[Records from a dataset]
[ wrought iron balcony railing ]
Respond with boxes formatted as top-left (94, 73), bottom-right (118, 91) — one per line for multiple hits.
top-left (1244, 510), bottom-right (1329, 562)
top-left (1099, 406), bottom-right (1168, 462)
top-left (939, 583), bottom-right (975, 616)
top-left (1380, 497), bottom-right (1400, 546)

### DIRECTIONS
Retype the entries precisely as they stand.

### WRITTEN ANSWER
[ wrought iron balcony railing ]
Respond with boxes formatted as top-left (94, 73), bottom-right (118, 91) — one per line for multiple hits.
top-left (1244, 510), bottom-right (1329, 562)
top-left (1099, 406), bottom-right (1168, 462)
top-left (939, 583), bottom-right (975, 616)
top-left (1380, 497), bottom-right (1400, 546)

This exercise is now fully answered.